__Aim__:
Reproduce exactly, with no other output, every line of the data below from the line containing "For each instance of the person" to the end, inclusive.
◇ ◇ ◇
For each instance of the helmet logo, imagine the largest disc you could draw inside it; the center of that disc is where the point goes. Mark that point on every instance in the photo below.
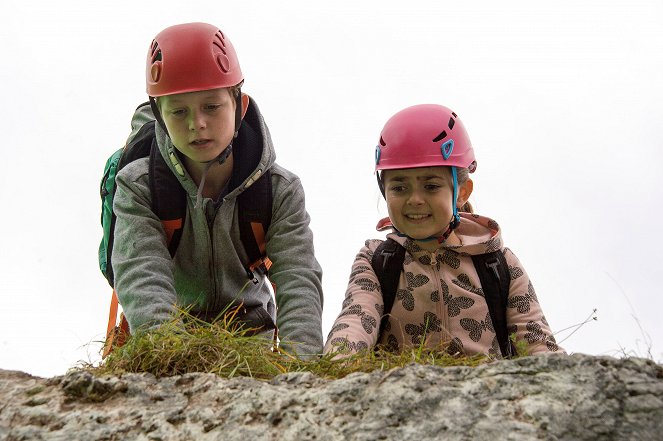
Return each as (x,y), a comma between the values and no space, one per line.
(447,148)
(155,55)
(221,58)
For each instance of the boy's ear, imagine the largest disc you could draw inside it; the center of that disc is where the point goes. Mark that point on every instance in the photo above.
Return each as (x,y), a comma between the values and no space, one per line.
(245,104)
(464,192)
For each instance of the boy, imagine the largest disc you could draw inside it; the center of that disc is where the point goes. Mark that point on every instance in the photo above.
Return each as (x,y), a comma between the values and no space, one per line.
(214,140)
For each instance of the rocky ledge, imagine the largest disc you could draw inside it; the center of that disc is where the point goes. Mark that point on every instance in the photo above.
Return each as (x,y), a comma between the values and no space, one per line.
(553,397)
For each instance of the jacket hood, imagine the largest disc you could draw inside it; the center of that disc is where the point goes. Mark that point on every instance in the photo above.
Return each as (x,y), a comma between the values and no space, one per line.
(253,153)
(478,235)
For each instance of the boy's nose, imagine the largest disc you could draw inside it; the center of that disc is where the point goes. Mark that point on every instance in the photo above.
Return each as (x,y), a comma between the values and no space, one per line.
(197,121)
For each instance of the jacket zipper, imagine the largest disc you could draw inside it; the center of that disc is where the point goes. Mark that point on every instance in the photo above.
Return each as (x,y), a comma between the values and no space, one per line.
(214,304)
(440,309)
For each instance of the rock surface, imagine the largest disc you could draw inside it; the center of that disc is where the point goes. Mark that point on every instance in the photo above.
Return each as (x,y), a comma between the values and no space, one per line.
(552,397)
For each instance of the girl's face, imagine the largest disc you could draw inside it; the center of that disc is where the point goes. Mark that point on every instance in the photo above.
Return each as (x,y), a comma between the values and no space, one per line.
(200,124)
(419,200)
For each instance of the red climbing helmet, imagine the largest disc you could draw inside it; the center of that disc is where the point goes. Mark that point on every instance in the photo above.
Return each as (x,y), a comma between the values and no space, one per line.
(424,135)
(191,57)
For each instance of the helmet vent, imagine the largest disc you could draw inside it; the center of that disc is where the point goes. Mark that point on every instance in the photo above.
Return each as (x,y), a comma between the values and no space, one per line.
(222,57)
(219,42)
(155,52)
(441,136)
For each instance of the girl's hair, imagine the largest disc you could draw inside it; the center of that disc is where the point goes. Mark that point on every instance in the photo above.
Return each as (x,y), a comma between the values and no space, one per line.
(463,175)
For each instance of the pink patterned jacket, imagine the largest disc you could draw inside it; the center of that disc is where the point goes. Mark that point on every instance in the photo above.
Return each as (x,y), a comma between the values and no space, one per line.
(439,300)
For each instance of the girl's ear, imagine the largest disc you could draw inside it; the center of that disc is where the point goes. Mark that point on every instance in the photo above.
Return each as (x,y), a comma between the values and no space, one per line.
(464,192)
(245,104)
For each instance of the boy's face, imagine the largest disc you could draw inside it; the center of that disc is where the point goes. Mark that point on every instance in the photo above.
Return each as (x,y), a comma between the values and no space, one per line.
(200,124)
(419,200)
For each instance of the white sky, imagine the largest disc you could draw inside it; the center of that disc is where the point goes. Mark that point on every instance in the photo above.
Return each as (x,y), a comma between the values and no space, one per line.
(562,101)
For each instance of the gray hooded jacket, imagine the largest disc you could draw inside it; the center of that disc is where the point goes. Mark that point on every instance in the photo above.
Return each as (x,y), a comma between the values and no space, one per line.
(208,271)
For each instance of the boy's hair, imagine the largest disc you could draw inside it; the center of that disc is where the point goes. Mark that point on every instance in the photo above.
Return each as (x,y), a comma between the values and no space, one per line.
(463,174)
(234,91)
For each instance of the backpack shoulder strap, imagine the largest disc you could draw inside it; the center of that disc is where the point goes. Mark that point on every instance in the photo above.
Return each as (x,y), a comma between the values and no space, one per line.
(387,263)
(255,216)
(168,197)
(495,278)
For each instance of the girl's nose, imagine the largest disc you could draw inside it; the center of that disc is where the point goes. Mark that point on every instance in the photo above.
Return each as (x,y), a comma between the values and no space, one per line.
(415,198)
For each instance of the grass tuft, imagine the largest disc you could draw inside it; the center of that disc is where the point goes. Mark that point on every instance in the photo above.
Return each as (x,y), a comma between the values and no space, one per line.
(187,344)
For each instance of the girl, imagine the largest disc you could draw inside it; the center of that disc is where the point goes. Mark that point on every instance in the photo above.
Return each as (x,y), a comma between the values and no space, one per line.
(423,162)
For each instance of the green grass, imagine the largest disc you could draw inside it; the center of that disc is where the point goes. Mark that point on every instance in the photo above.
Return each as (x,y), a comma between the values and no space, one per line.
(188,345)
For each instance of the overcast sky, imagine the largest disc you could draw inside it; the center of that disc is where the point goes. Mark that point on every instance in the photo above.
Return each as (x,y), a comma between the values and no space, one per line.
(562,100)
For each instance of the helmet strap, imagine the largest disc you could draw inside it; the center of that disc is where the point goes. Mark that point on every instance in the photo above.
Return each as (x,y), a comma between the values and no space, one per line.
(238,111)
(378,175)
(157,114)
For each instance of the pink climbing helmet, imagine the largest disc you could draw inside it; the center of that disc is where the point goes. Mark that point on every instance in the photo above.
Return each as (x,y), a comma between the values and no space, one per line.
(425,135)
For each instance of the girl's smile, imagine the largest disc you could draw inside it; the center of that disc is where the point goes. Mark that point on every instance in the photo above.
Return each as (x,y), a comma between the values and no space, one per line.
(419,200)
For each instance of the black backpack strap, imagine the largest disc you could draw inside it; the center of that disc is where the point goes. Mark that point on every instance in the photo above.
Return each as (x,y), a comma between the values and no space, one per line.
(495,278)
(387,263)
(168,197)
(254,206)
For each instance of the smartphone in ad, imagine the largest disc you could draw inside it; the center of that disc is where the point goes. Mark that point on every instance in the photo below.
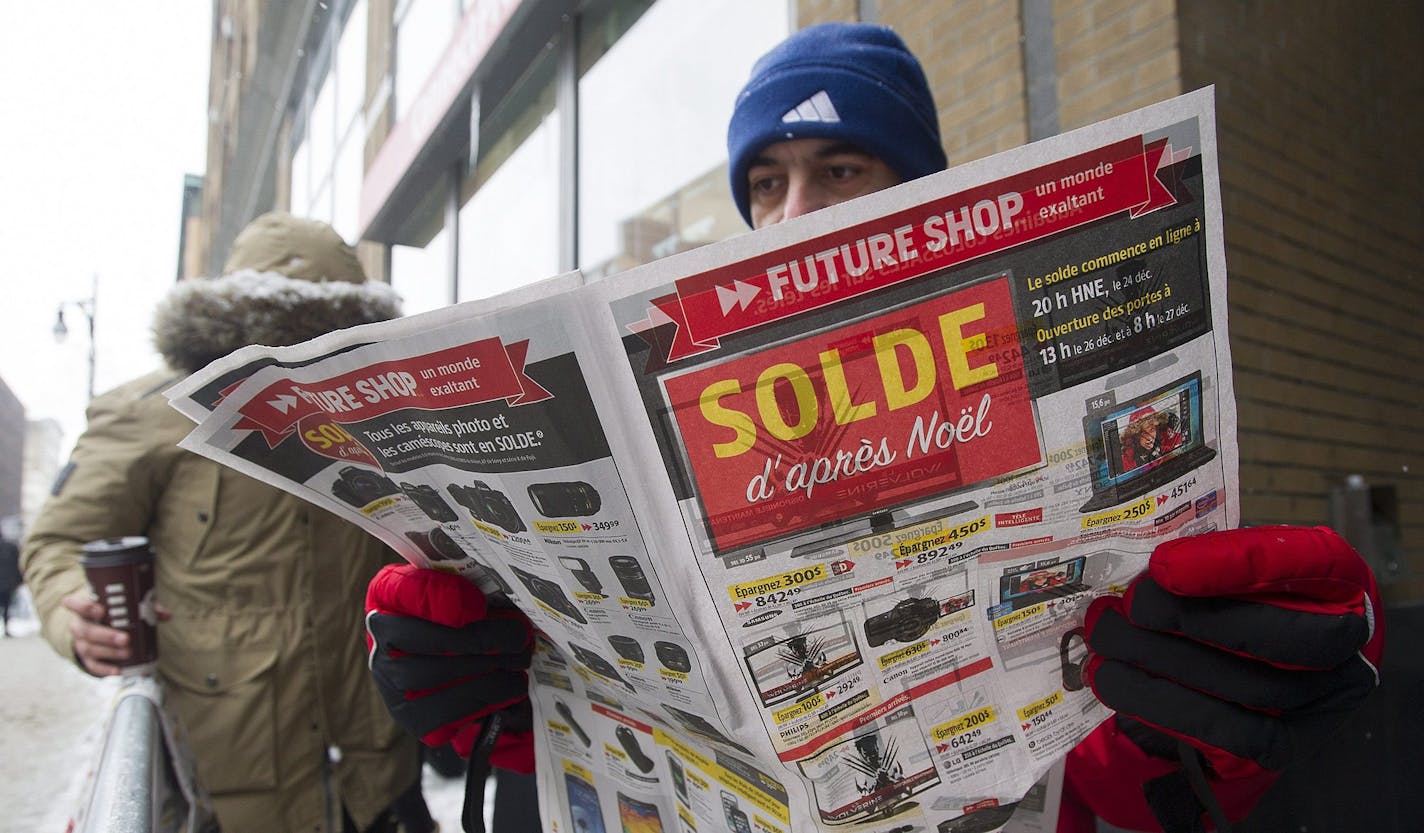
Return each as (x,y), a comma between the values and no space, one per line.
(638,816)
(583,805)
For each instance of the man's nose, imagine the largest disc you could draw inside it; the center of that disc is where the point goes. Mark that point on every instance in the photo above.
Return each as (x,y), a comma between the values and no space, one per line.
(802,197)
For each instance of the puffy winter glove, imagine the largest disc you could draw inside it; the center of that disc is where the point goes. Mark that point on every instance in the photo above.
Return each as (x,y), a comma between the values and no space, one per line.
(445,659)
(1249,645)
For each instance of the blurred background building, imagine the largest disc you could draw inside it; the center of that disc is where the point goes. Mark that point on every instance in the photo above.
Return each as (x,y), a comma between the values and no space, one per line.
(476,145)
(12,452)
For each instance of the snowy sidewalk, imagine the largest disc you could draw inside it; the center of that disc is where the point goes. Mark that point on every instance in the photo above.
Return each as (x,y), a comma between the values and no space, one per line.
(51,716)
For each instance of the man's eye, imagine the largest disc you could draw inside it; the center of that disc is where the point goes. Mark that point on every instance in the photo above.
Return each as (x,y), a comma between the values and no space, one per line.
(765,184)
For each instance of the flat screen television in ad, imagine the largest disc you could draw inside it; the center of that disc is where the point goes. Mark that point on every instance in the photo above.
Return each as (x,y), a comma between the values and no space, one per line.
(1144,442)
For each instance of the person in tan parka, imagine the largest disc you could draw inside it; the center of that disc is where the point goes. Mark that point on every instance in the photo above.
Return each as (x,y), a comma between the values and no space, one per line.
(261,657)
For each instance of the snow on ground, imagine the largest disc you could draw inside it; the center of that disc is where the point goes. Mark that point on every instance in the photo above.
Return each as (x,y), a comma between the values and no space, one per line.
(51,721)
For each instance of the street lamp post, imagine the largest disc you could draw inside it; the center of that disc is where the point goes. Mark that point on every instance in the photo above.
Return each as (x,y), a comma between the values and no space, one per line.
(89,306)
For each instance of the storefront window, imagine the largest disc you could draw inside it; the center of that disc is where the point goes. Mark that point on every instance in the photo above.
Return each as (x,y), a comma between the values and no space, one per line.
(423,30)
(420,274)
(652,126)
(509,215)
◇ ◇ ◇
__Reply to the exercise__:
For each instance of the person in tan parka, imagine the largest disc you could draw inside it; the center of that disc is where the point goes. Mark that point on every instance in the photo above.
Return each as (x,y), a comma between the values and no space, one per line.
(261,657)
For each instance of the snow on ground, imagine the largest disc you could draw inside it; the center of that disc is where the point goes. Mark that point on every instance in the photo above.
Return each as (x,y), a comma between the values and no space, one per line.
(51,721)
For each instance of the street lamp post, imagine the largest disc you could draw inside it; the center of that disc is where the point goes. Mark that point on every instance in the photo above.
Return each as (x,y), a comma between the values and no space, one per line.
(89,306)
For each instance of the storefront window, imagine the largest disc you could draw inside it; the center of that disc is where the point goes. Mark that point on every instance in the photo above.
Return each as (x,y), a comma between the values and no space, one per line.
(423,30)
(420,274)
(652,126)
(509,215)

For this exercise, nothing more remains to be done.